§ **INPUT RECORDS**:
==================================================

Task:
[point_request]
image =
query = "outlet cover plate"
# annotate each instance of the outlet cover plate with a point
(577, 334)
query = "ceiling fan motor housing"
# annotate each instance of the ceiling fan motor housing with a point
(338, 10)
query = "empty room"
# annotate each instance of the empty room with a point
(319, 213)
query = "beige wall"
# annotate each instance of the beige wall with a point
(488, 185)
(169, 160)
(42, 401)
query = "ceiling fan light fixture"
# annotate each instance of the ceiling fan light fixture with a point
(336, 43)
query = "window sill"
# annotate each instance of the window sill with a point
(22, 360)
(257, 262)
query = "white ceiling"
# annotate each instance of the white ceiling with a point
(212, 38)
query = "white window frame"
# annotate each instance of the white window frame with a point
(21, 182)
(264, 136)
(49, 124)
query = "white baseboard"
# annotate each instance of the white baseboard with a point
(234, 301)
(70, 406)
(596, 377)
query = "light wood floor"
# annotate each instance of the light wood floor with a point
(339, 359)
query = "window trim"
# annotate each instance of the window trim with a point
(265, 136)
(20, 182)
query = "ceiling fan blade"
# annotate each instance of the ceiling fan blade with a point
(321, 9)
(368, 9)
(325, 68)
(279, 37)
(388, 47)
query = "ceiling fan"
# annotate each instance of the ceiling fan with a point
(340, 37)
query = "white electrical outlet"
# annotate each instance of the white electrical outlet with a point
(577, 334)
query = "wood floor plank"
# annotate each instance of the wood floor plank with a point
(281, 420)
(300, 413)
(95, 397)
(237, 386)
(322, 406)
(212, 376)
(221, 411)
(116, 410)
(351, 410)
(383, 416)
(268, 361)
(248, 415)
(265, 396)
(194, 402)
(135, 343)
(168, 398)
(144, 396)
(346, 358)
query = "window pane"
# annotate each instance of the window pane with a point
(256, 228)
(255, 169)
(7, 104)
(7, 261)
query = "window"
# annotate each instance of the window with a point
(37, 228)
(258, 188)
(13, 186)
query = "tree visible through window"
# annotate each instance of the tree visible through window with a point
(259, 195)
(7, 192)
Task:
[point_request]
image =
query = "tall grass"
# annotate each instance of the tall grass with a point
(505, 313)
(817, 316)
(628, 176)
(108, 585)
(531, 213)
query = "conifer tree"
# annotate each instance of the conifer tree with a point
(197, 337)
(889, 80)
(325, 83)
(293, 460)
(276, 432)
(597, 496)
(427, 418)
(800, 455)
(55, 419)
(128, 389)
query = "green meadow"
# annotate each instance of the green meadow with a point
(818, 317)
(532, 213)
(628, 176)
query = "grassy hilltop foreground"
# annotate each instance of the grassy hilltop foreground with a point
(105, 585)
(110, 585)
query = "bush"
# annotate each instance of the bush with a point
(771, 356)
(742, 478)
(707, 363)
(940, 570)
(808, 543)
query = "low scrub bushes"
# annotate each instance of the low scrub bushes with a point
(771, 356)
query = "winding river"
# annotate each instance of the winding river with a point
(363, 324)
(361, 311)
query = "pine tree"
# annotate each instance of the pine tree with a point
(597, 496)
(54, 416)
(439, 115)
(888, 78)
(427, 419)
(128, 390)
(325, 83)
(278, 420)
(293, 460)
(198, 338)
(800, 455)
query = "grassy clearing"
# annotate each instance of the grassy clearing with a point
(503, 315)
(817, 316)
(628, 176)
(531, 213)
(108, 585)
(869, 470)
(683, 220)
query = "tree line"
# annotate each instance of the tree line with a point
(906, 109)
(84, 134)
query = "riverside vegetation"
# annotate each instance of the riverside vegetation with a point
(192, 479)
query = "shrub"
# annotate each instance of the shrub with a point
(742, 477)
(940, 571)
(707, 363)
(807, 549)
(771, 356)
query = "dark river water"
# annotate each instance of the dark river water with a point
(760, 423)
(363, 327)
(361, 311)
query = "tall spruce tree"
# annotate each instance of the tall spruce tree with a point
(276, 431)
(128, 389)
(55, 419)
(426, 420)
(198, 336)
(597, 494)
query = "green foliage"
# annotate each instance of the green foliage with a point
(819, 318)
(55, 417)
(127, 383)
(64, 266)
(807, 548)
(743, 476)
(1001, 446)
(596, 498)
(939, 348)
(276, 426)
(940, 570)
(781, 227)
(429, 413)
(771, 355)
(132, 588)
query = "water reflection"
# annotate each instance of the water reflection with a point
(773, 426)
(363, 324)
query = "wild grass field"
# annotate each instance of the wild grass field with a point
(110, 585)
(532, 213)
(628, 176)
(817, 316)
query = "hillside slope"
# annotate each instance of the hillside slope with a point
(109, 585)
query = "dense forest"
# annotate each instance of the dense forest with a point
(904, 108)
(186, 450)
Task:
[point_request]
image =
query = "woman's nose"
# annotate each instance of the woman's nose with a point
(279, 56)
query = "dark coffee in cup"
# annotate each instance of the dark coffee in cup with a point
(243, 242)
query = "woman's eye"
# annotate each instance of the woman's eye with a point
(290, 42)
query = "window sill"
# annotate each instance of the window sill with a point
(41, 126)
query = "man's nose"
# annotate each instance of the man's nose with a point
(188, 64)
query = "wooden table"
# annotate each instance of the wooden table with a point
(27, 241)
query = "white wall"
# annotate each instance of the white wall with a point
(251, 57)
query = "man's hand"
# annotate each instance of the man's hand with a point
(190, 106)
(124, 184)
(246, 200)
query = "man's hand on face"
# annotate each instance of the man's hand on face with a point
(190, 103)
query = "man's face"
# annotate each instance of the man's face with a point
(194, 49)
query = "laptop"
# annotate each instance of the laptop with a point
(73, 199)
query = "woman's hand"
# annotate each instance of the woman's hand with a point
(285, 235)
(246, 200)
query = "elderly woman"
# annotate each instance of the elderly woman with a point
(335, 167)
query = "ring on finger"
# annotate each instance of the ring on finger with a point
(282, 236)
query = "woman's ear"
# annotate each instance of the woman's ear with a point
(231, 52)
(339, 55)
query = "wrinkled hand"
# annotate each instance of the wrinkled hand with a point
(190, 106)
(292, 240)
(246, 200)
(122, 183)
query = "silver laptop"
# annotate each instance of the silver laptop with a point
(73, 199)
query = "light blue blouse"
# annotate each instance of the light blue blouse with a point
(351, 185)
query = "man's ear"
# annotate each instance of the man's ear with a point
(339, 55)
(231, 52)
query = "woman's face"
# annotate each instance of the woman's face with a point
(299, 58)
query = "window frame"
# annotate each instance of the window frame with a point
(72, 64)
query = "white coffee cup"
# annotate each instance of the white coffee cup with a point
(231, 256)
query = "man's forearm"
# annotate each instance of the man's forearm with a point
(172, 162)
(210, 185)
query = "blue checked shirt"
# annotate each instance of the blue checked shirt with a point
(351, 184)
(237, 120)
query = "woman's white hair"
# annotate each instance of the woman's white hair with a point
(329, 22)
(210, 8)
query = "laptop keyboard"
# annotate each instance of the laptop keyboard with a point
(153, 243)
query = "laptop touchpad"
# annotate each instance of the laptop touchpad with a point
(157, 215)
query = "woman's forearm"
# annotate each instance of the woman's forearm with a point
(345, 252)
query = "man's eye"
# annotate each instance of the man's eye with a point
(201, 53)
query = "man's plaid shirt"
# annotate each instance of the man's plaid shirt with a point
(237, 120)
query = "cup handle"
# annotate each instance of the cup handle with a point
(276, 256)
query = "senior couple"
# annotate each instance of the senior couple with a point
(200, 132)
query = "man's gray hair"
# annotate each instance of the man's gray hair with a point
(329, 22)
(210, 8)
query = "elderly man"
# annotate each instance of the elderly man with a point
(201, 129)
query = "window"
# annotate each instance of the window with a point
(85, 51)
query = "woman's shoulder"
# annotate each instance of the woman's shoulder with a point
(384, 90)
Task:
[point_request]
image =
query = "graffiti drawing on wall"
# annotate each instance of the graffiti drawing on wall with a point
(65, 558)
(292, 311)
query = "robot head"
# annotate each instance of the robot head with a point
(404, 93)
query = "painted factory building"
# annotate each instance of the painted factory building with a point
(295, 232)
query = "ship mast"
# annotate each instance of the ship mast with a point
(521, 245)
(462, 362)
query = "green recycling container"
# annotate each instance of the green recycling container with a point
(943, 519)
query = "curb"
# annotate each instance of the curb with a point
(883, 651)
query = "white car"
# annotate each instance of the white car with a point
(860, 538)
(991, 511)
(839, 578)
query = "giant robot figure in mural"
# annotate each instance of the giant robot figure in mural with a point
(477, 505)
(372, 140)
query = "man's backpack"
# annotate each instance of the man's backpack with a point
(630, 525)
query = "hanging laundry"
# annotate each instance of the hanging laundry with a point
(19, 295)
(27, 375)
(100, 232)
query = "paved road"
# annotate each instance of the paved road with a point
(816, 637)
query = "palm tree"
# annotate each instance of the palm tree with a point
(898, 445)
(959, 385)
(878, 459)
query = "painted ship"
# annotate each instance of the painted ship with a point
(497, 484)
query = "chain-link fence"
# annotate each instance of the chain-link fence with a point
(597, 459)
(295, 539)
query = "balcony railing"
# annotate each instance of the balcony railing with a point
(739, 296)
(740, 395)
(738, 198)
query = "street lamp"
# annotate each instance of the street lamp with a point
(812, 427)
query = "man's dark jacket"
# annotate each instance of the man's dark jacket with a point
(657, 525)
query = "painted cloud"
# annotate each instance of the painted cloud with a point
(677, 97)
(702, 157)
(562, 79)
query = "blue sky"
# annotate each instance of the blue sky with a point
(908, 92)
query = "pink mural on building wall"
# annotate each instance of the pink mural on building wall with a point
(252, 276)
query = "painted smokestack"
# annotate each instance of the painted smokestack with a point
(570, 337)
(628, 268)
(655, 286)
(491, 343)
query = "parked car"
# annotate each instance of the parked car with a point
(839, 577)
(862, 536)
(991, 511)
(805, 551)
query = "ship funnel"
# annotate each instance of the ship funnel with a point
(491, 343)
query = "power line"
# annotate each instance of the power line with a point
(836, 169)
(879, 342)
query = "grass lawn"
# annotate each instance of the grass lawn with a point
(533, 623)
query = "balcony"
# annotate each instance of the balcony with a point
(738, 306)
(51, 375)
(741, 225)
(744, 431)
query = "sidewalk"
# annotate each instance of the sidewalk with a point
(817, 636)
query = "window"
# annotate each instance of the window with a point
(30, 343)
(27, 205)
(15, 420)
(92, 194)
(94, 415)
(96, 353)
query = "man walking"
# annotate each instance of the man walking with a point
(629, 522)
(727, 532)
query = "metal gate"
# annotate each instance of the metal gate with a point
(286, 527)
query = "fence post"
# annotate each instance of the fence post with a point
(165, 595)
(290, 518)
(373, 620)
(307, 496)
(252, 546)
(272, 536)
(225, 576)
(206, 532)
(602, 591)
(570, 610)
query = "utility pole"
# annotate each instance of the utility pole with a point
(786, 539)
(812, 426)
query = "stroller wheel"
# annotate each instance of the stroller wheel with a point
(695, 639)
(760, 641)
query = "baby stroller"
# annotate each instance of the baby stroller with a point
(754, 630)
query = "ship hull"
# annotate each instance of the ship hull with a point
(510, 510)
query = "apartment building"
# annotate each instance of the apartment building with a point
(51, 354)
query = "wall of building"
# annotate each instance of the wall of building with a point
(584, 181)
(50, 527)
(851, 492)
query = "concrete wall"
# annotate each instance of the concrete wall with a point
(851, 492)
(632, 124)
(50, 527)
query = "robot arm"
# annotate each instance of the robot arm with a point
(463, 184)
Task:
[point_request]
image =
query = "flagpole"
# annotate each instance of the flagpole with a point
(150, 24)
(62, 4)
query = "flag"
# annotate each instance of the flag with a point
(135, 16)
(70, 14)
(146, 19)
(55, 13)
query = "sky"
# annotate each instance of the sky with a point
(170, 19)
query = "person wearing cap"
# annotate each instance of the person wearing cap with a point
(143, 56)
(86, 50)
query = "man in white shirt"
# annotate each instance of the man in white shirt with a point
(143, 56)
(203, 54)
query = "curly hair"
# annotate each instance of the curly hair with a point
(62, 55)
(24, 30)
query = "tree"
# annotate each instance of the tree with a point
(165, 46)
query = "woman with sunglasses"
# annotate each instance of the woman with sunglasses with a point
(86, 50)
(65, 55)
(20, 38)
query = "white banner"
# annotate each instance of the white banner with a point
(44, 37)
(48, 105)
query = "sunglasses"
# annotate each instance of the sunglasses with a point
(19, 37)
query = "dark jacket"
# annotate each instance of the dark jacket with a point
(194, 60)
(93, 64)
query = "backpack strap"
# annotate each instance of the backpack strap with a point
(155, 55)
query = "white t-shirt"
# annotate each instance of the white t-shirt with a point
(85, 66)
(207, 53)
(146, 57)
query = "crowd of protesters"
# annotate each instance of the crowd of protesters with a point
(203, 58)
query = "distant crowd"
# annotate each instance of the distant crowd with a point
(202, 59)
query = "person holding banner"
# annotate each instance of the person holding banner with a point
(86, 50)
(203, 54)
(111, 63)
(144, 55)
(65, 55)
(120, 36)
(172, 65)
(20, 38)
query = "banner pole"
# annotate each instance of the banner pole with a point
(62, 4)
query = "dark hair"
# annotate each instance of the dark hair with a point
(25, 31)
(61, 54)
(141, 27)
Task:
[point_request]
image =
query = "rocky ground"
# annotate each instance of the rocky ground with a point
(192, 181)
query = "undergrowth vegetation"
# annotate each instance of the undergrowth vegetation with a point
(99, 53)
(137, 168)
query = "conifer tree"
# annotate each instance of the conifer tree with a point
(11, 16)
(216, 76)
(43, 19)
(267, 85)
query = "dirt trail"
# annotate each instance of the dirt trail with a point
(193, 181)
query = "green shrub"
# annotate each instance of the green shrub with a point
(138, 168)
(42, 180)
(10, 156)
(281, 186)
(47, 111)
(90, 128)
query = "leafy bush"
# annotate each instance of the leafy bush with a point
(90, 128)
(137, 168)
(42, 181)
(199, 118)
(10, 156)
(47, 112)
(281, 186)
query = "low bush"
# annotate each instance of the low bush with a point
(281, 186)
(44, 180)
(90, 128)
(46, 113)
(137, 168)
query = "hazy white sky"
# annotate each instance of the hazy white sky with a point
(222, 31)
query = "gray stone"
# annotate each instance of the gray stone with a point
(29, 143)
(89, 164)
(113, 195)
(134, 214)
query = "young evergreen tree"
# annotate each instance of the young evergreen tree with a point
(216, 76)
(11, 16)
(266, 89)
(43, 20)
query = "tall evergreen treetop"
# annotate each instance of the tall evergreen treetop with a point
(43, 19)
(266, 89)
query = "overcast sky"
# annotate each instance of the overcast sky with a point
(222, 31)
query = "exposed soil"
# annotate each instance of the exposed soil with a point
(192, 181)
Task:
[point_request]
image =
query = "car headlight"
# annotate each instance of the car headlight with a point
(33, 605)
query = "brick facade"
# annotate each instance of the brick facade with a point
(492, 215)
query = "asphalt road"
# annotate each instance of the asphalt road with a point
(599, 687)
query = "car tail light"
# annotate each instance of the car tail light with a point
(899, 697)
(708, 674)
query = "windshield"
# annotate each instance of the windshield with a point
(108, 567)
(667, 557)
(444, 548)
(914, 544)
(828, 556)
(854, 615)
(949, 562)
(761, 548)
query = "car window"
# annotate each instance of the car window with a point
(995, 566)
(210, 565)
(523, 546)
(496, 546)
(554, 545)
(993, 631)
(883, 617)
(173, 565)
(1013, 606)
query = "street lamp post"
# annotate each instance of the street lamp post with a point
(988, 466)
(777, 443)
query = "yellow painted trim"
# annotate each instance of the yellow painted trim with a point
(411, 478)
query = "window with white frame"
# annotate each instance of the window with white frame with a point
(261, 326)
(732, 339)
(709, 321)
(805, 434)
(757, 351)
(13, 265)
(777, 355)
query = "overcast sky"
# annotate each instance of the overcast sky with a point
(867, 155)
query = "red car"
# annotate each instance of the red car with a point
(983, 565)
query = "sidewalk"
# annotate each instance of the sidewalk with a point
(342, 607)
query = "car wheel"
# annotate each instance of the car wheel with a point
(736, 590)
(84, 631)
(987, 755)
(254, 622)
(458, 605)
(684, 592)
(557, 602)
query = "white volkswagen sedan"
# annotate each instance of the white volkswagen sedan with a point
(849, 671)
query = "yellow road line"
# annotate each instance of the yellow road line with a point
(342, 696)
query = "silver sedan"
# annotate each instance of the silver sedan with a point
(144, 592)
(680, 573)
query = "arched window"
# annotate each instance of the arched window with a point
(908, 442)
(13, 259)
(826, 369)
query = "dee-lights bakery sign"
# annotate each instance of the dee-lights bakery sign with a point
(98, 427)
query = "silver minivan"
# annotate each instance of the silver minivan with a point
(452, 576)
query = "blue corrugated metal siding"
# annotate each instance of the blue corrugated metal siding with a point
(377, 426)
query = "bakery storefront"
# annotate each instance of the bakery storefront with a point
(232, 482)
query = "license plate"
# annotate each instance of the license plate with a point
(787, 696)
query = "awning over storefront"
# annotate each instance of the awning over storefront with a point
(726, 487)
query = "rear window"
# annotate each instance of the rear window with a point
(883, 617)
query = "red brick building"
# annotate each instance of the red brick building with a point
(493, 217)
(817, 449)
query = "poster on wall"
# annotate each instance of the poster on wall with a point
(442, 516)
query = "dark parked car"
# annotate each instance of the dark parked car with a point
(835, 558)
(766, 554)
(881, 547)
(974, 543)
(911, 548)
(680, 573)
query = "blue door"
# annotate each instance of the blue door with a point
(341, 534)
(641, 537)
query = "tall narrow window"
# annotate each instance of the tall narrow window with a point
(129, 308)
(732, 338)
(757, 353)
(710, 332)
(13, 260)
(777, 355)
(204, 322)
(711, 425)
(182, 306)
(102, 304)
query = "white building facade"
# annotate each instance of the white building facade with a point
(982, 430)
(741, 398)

==================================================

Output only the lines running from the line with "# annotate each instance of the blue door" through the final line of the data, inclusive.

§ **ANSWER FOR THIS EXERCISE**:
# annotate each instance of the blue door with a point
(341, 534)
(641, 537)
query = "tall narrow window"
# annotate each instance of the tall narrow window with a point
(129, 308)
(732, 338)
(757, 353)
(710, 332)
(13, 260)
(777, 355)
(204, 322)
(711, 425)
(182, 306)
(102, 304)
query = "white building facade"
# annotate each instance of the white building facade with a point
(982, 430)
(741, 398)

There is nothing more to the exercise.